• Required task 1: Could you render every line of the named-object pointing entries as a numbered list, leaving out blank lines?
• Required task 2: How would the speech on prepacked goods and price control go on? Write its next part, starting right after the last sentence shown.

Although the Trade Metrology Act, 1973 (Act 77 of 1973) provides for certain tolerances or limits of inaccuracy in respect of the amounts of prepacked goods, because it is impossible, in practice, for the manufacturers/packers of prepacked goods always to place an absolutely correct amount in each packet, it is nevertheless customary of certain manufacturers/packers rather to put too much of a product in the packets to ensure that those packets, when offered for sale on the retail market, will at least still contain the minimum permitted amount of the product.
†As a result of this practice retailers who are being prosecuted for charging a higher price than the maximum controlled price, are regularly being acquitted due to the fact that the packet concerned contained more than the specified quantity, and that they are entitled to charge a price which is proportionately higher than the controlled price for the quantity indicated on the packet.
In order to be able to prosecute any retailer successfully in these circumstances, price control, inspectors of my department are obliged to attach every packet concerned, have it opened and have the contents determined in the presence of the accused. This procedure has to be followed in every instance where inspectors intend prosecuting retailers for overcharging in respect of certain goods like sugar. The result has been that each inspector collected up to more than 100 packets of sugar as corpi delicti during one specific inspection tour.
The proposed amendment to the Act entails the insertion of an assumption that if it is stated in a charge in a criminal proceeding that any goods alleged to have been sold or purchased are goods of a specific quantity as indicated on the container, such statement shall be sufficient proof of the quantity until the contrary is proved.
Mr Speaker, the existing Act already creates a presumption in the case of criminal proceedings that goods allegedly purchased or sold are of a certain class or kind. We believe the Bill before the House now has the effect of extending this undesirable procedure further and we consequently will not be able to support it.

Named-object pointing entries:
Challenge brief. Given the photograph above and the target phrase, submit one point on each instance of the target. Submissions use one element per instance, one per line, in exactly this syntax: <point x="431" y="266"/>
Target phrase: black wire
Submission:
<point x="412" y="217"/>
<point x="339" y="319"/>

• Task response 1:
1. Challenge brief. Given the photograph above and the target phrase, submit one point on each instance of the target. Submissions use one element per instance, one per line, in exactly this syntax: <point x="431" y="266"/>
2. Target phrase: black wire
3. Submission:
4. <point x="412" y="217"/>
5. <point x="339" y="319"/>

• Task response 2:
It is a principle of Roman-Dutch law that the onus of proving all the constituent elements of a crime rests squarely on the State. The official Opposition is well aware that there are many instances where this cannot be allowed and where one has to depart from it. An example that comes to mind is the situation of pollution of our coastal waters by passing vessels. If this presumption was not allowed in a case like that it would be impossible for the State ever to bring a prosecution to the courts. One can hardly say that that is the situation with the Price Control Act. It should not be too difficult to establish quantity, in spite of what the hon the Minister says. When we create statutory offences in this House there is a tendency to facilitate their enforcement by allowing these presumptions. Opposition parties must be convinced on their necessity before they can go along with accepting the principle of moving away from the situation where the State has the responsibility of establishing all constituents of any alleged crime. This principle is accepted and approved by the Supreme Court and by the legal fraternity. We therefore will not be able to support the Bill before the House.
Mr Speaker, I have no difficulty in supporting the hon the Minister at the Second Reading of this Bill. However, I find it strange that, as in the past, the spokesman of the official Opposition, the hon member for Walmer, once again could not see that they had gone off the rails completely. In this connection there was a certain acknowledgement of Roman-Dutch law, but there were certain exceptions he did not refer to. In this case the exception is based on the principle that the person concerned is guilty until he proves his innocence. The hon member now expects the opposite to apply. However, this legislation concerns goods which are, inter alia, perishable, and when inspectors of the department are on their rounds of inspection, they have to be able to seize such goods. When the court case has been concluded, those goods have to be repacked and sent back to the relevant dealer, and this is an impossible task.
The consumers in our country are frequently exploited in that dealers frequently make them pay too much for some commodity or other. The consumers will, therefore, hold it against the PFP that they were not prepared to protect the consumer in this connection. Because it is an impossible task to prevent all these goods from getting spoiled on an inspection tour it is essential for this legislation, in the interest of the consumer, to be formulated in such way that this kind of offence can be summarily eradicated.
This is briefly what the legislation is concerned with, and it therefore gives me pleasure to support the Bill in its present form.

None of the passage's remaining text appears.